### Extract
☆ ☆ ☆ ☆

I’ve mocked people in the church before for “not reading Rerum Novarum” and ignoring the cry of the poor, but this is the first time I've found someone who actually read Rerum and took away “we have to protect private property”.
The church is not doing enough.
The Remnant
“As the cities of St. Paul and Minneapolis descend into a state of emergency, Michael Matt discusses the root cause of this Godless madness--the total rejection of His moral law. The vile tragedy of George Floyd's murder is herein set in the context of the international lockdown which left millions (including Mr. Floyd) unemployed, desperate and addicted.”
It’s unclear where the Remnant’s article is actually going. Is the unemployment, desperation, and addiction something that should be addressed through collective action or government programs? Or is it just a smokescreen that the “professional leftist agitators” mentioned in the piece’s second paragraph are using to commit violence? Because yes, desperation and skyrocketing unemployment, with no real meaningful protections for the most vulnerable in our cities, have brought this crisis to a boiling point. So should we do something about that or jut go ahead and re-open the states as the pandemic continues?
“Positive Notes: The Bishops of Minnesota defy the Governor of Minnesota, New Yorkers have had enough of the lockdown and the governor of South Dakota, aside from beating Covid without a lockdown, may be the most pro-life governor in the country.”
Ah yes, South Dakota beat COVID without a lockdown, I forgot to commend them on that since I had trouble seeing past the 4,500 total cases and deaths hitting a peak two days ago. But I didn’t really expect anything different, the Remnant is basically nothing but bangers, just look at the stories advertised on the side of the page:
The church is not doing enough.
Church Militant
Uh, Michael Voris hasn’t written anything on the protests yet, but he is still doing this:
The church is not doing enough, but Church Militant? Um, yes, they’re doing enough. They, uh, they should not be doing any more.

☆ ☆ ☆ ☆

### Available data

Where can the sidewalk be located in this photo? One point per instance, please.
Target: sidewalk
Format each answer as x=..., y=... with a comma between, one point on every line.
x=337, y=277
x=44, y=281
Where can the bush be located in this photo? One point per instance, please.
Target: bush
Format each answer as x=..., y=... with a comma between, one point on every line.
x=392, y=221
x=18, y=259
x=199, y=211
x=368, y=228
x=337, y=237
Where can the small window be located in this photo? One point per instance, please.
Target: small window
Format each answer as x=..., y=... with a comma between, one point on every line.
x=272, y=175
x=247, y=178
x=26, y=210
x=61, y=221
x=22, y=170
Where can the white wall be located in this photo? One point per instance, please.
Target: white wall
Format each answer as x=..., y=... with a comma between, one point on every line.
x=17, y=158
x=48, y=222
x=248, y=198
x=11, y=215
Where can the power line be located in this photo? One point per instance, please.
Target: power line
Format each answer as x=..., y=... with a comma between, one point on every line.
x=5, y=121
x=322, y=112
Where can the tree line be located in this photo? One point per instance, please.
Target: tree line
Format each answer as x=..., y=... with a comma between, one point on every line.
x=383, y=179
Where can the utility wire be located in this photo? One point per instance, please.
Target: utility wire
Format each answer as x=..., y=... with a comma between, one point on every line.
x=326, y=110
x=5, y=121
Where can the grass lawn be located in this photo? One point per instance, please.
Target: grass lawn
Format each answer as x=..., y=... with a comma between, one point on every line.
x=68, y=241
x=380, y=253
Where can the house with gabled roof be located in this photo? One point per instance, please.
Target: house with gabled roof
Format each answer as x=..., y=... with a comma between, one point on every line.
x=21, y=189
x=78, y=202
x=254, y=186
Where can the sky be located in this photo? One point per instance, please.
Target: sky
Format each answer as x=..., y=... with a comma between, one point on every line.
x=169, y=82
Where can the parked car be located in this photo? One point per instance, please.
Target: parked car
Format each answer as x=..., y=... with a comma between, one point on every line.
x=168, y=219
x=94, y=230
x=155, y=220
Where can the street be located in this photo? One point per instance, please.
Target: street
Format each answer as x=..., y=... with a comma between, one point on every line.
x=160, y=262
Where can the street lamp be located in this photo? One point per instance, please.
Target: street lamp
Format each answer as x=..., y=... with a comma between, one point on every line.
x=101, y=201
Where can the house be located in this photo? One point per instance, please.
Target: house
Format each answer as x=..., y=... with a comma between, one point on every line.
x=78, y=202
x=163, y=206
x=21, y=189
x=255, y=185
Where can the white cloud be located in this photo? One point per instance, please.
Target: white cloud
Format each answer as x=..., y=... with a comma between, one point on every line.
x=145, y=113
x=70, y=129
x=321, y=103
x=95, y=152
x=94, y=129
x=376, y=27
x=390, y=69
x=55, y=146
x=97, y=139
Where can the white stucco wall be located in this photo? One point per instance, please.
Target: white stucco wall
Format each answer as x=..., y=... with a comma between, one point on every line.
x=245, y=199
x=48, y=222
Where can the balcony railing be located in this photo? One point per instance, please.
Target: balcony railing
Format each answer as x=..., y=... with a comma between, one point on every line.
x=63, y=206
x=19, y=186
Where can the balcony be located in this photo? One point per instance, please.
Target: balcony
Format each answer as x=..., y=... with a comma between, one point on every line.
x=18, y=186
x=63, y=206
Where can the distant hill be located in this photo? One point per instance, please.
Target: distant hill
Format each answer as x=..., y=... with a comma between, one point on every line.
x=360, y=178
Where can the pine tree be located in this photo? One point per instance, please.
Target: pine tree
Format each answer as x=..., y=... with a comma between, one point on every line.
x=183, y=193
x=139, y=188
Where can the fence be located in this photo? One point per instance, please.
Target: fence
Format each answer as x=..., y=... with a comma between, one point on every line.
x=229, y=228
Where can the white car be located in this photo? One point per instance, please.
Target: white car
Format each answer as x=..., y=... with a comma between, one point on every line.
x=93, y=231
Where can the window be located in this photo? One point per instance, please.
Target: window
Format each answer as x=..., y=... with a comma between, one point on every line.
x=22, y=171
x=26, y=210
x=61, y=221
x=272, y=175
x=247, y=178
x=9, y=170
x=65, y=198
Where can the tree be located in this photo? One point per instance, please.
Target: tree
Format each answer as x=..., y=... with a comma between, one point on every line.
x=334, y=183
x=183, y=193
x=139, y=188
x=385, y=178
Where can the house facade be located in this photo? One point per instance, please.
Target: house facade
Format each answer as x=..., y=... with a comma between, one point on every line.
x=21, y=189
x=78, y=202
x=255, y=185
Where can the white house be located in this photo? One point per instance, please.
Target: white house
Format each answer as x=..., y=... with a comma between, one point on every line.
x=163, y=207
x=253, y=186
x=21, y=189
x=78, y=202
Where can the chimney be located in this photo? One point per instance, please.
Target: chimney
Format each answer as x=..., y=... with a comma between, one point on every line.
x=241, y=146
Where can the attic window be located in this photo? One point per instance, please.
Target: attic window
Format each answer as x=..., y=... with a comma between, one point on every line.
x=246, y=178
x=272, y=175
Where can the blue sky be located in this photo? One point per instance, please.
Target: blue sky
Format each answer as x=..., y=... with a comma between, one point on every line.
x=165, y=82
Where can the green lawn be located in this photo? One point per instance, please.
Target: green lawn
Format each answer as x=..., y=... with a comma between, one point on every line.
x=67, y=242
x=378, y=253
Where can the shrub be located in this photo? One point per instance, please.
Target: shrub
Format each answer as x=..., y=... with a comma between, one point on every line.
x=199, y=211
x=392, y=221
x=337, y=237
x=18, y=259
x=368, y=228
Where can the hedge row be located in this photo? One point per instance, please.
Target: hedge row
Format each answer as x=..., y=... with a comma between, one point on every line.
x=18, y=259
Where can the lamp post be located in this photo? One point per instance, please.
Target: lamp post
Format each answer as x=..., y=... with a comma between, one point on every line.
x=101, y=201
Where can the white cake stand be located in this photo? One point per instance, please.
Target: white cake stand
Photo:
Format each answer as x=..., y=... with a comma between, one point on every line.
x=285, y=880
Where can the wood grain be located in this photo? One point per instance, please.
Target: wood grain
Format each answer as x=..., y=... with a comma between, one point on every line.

☆ ☆ ☆ ☆

### Your goal
Print, word for word, the stretch of the post about Catholic media and the protests from "It’s unclear where" through "the pandemic continues?".

### Output of the task
It’s unclear where the Remnant’s article is actually going. Is the unemployment, desperation, and addiction something that should be addressed through collective action or government programs? Or is it just a smokescreen that the “professional leftist agitators” mentioned in the piece’s second paragraph are using to commit violence? Because yes, desperation and skyrocketing unemployment, with no real meaningful protections for the most vulnerable in our cities, have brought this crisis to a boiling point. So should we do something about that or jut go ahead and re-open the states as the pandemic continues?